Write out each of the following records word for word, without changing anything.
## START Extracted data
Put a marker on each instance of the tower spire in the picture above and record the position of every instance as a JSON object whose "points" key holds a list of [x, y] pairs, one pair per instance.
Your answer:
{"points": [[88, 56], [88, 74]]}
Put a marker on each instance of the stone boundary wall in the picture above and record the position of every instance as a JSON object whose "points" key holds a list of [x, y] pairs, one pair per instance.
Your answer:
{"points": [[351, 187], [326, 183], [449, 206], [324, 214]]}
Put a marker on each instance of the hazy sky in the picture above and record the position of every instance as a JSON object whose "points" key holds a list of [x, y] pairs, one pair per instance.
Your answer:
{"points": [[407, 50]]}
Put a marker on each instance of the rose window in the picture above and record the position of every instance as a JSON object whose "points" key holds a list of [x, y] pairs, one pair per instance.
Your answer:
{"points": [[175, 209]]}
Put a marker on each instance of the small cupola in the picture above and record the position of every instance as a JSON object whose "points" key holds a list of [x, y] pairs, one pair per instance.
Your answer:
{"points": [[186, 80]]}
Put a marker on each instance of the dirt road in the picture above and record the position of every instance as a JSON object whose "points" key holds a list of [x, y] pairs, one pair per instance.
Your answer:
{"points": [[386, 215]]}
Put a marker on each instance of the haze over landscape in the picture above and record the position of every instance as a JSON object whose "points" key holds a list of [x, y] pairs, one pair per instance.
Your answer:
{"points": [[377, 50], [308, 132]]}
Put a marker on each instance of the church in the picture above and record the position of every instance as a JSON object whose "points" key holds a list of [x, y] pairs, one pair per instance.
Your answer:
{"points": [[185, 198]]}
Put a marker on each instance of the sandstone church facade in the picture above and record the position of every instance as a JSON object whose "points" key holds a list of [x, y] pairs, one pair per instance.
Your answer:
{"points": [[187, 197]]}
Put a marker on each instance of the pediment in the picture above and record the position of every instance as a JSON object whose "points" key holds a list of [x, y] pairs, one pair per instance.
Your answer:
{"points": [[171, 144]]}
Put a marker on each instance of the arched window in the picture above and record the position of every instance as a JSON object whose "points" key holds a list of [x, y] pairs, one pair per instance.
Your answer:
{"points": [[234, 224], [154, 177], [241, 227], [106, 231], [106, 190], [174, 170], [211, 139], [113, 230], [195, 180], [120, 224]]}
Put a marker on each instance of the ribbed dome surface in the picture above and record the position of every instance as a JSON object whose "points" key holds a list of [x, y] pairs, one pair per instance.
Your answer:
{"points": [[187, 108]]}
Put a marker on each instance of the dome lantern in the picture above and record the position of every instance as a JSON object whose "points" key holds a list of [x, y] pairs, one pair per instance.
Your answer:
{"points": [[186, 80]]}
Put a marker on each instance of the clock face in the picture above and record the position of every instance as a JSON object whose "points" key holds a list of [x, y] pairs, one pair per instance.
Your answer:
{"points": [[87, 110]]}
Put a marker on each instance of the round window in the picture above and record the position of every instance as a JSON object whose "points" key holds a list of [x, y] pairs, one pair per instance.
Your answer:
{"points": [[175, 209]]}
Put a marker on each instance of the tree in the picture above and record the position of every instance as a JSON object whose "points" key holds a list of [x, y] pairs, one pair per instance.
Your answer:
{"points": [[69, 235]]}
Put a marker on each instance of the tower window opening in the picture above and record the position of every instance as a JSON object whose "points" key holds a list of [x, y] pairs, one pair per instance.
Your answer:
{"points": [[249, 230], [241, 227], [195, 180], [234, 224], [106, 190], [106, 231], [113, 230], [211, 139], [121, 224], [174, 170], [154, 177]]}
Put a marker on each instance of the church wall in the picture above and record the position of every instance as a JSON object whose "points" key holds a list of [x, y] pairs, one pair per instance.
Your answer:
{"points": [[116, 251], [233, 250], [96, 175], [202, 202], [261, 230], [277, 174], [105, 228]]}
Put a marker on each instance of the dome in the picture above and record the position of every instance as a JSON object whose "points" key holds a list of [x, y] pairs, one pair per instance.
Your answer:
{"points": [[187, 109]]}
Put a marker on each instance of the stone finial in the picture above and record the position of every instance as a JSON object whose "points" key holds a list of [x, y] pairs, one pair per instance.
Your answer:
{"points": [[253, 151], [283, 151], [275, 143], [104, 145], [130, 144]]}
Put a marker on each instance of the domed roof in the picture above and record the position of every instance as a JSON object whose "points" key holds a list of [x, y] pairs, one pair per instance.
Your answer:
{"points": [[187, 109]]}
## END Extracted data
__Answer in full__
Put a marker on each instance of the tower spire in the picture above and record the position of every instance as a JSON object whose "points" key holds a list of [x, y] pairs, one pair per instance.
Your answer:
{"points": [[88, 56], [88, 74]]}
Put a marker on each instance of the stone boundary wall in the picture above and record the position of every instance as a JSON object whose "points" key holds a list of [x, y] pairs, one pair per instance.
Your answer:
{"points": [[351, 187], [326, 183], [449, 206], [324, 214]]}
Put a marker on each instance of the hazy sky in the picture above and record the position of every instance as a JSON object whose "points" key holds a list of [x, y] pairs, one pair per instance.
Your answer:
{"points": [[407, 50]]}
Put a marker on each instance of the rose window in the picture above and record the position of every instance as a JSON object whose "points" key holds a list of [x, y] pairs, one pair per instance.
Your answer:
{"points": [[175, 209]]}
Put a marker on each instance of the small cupola in the picture above and record the position of every instance as a JSON object whose "points" key holds a list of [x, y] pairs, one pair per instance.
Your answer:
{"points": [[186, 80]]}
Put a marker on each instance of the dirt road in the picture above and record the position of every instance as a JSON object whose "points" key holds a list of [x, y] pairs, one pair per instance.
Your answer:
{"points": [[386, 215]]}
Put a marker on each instance of the haze over landscape in the picture above and record the position of every instance as a JSON object whose "points" key holds a list of [x, y] pairs, one pair per instance.
Your answer:
{"points": [[377, 50], [308, 132]]}
Put a marker on each instance of the church in the picture above and record the position of every instance as a JSON object whose "points" key holds a list of [x, y] pairs, one pair per instance.
Your answer:
{"points": [[185, 198]]}
Put a marker on each instance of the sandstone church facade in the picture above and record the position of every instance as a JSON object whose "points" key holds a list of [x, y] pairs, one pair per instance.
Your answer:
{"points": [[187, 197]]}
Put a marker on each instance of the pediment in the picture above and record the position of every instance as a JSON object whose "points" key holds a list of [x, y] pairs, one pair per instance.
Your answer:
{"points": [[171, 144]]}
Put a marker on each instance of the arched window in the picture above and record the position of every instance as a JSON object whose "points" key holds a list of [x, y] pairs, one pair per instance.
Your answer:
{"points": [[234, 224], [154, 177], [241, 227], [106, 231], [106, 190], [174, 170], [211, 139], [113, 230], [195, 180], [120, 224]]}
Put a marker on each instance of the ribbed dome surface in the picture above and record the position of every instance as a JSON object whose "points" key holds a list of [x, y] pairs, one pair per instance.
Your answer:
{"points": [[187, 108]]}
Put a marker on each instance of the dome lantern in the picture above and record the position of every instance as a JSON object whose "points" key holds a list of [x, y] pairs, one pair per instance.
Your answer:
{"points": [[186, 80]]}
Put a marker on each instance of the clock face in the picture above and record the position of every instance as a JSON object whose "points" key holds a list of [x, y] pairs, one pair per instance.
Your answer:
{"points": [[87, 110]]}
Put a marker on each instance of the round window in the picture above and record the position of every instance as a JSON object whose "points" key holds a list of [x, y] pairs, one pair per instance.
Your answer:
{"points": [[175, 209]]}
Put a marker on each instance of the tree in the picture above and record the position of every instance as a JSON object whose "points" key holds a list of [x, y] pairs, one pair per instance.
Your answer:
{"points": [[69, 235]]}
Put a marker on each instance of the tower window opening in the picture above and record the position of every instance as a JSON object whose "points" key holds a list of [x, y] pairs, one pair per instance.
Your answer:
{"points": [[249, 230], [241, 227], [195, 180], [234, 224], [106, 190], [106, 231], [113, 230], [211, 139], [121, 224], [174, 170], [154, 177]]}
Put a marker on each instance of the church wall in the picture above and record the position of every instance as a JSON object whose "points" key holds a list of [x, y] pairs, one pair per instance.
Your answer:
{"points": [[116, 251], [233, 250], [96, 175], [202, 202], [261, 230], [277, 174], [105, 228]]}
Put a marker on each instance of the dome in the picture above and record the position of every instance as a JSON object whose "points" key holds a list of [x, y] pairs, one pair per instance.
Your answer:
{"points": [[187, 109]]}
Put a marker on each instance of the stone finial in the picture above and record the position of every instance as a JSON object whose "points" key holds a list of [x, y] pairs, one pair per instance.
Your answer:
{"points": [[253, 151], [283, 151], [275, 143], [104, 145], [130, 144]]}
Put a marker on each instance of the domed roof in the picture above and record the position of every instance as a JSON object whose "points" key holds a list of [x, y] pairs, one pair per instance.
Your answer:
{"points": [[187, 109]]}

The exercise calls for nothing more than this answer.